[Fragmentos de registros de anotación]
━━━━━━━━

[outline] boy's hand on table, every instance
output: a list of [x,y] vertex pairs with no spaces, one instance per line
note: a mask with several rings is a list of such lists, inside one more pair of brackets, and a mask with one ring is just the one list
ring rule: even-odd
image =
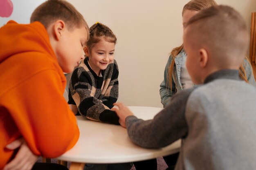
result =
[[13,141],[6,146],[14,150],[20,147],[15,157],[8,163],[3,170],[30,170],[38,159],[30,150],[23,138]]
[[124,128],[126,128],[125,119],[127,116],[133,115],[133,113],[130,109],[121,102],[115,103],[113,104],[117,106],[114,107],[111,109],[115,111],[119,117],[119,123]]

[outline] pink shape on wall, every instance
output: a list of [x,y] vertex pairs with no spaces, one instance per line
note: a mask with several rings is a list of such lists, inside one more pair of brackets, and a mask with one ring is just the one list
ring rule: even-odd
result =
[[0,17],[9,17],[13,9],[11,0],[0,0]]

━━━━━━━━

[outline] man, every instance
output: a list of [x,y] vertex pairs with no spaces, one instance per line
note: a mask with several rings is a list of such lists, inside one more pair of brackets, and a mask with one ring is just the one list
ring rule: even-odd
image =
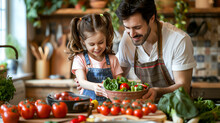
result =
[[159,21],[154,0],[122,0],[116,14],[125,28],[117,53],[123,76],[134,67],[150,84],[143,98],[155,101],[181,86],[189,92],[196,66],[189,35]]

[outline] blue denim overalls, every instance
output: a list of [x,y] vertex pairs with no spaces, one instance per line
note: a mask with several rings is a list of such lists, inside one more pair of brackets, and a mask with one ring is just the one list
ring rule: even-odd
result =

━━━━━━━━

### Ejercicio:
¿Puedes reescribir como CSV de dos columnas, llamadas «texto» y «respuesta», el tramo que va desde la línea que contiene "[outline] pink shape on wall, every instance" hasta la línea que contiene "[[0,17],[9,17],[13,9],[11,0],[0,0]]", ambas incluidas? Pon una fila por cada texto con su respuesta, cada uno en un solo campo entre comillas y con los saltos de línea cambiados por espacios.

### Resultado del ejercicio:
texto,respuesta
"[outline] pink shape on wall, every instance output: a list of [x,y] vertex pairs with no spaces, one instance per line note: a mask with several rings is a list of such lists, inside one more pair of brackets, and a mask with one ring is just the one list ring rule: even-odd result =","[[0,17],[9,17],[13,9],[11,0],[0,0]]"